EXERCISE INSTRUCTIONS:
Under this task are some entries; return every one of them exactly.

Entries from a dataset

>>

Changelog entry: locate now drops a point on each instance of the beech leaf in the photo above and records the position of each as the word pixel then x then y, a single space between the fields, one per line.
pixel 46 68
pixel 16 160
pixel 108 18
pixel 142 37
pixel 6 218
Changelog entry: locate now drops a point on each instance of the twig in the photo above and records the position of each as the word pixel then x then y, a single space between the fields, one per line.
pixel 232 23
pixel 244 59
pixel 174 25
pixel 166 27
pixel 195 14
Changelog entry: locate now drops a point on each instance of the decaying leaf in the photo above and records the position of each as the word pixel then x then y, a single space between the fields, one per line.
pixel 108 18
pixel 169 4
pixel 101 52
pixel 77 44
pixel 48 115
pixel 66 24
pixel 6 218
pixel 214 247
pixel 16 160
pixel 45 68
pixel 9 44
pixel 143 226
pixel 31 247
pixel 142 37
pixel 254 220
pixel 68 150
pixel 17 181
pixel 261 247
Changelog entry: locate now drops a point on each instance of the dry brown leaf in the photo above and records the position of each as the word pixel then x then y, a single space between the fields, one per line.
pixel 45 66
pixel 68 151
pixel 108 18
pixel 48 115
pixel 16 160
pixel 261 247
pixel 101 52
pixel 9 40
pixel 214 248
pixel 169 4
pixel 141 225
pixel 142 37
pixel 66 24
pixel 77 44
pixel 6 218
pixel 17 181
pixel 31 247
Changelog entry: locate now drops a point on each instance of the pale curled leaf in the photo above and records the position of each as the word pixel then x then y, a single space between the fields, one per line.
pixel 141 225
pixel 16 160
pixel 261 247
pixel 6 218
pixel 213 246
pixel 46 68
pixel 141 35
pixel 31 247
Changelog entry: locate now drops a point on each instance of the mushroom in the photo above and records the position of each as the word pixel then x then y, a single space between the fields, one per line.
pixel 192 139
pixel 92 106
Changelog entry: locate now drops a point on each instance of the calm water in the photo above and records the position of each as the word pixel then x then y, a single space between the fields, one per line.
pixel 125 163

<<

EXERCISE OUTPUT:
Changelog entry: locate now drops a point on each instance of the beech leaf in the photo above and records the position of each as the word pixel then x then y, a single space between the fields, one per line.
pixel 46 68
pixel 16 160
pixel 108 18
pixel 142 37
pixel 6 218
Changelog entry: locate now drops a point on each instance of the twig in the photo above and records the position of each as the word pixel then x then y, a single space between the fields, one per line.
pixel 232 23
pixel 244 59
pixel 174 25
pixel 166 27
pixel 195 14
Changelog entry: locate now drops a point on each instance of the decaying leaf in the photo above and records the position of each as the word pixel then x then y, a single space between the fields, one per line.
pixel 108 18
pixel 169 4
pixel 101 52
pixel 77 44
pixel 48 115
pixel 66 24
pixel 6 218
pixel 214 247
pixel 16 160
pixel 45 68
pixel 9 44
pixel 143 226
pixel 31 247
pixel 142 37
pixel 254 220
pixel 68 150
pixel 17 181
pixel 261 247
Changelog entry: locate now drops a point on each instance of the dry brown leaf in the photo above and records the position of each as the word pixel then x then y, a single space between the fields, one per line.
pixel 45 66
pixel 68 151
pixel 108 18
pixel 48 115
pixel 16 160
pixel 261 247
pixel 101 52
pixel 9 40
pixel 214 248
pixel 169 4
pixel 141 225
pixel 142 37
pixel 66 24
pixel 77 44
pixel 6 218
pixel 17 181
pixel 31 247
Changelog entry: locate now drops a point on each instance of the pale curled leaf in the photo above and records the position of each as the word pixel then x then y, a single space between the fields, one per line.
pixel 141 225
pixel 16 160
pixel 261 247
pixel 6 218
pixel 213 246
pixel 46 68
pixel 141 35
pixel 31 247
Changelog entry: locate now drops a point on each instance of the mushroom in the photo above and records the position of each as the word pixel then x then y, a single space between the fields, one per line.
pixel 192 139
pixel 92 106
Changelog entry: locate now drops a point on each instance of the calm water in the photo above and records the position of each as the word pixel then x then y, a single space between the fields, one per line.
pixel 125 163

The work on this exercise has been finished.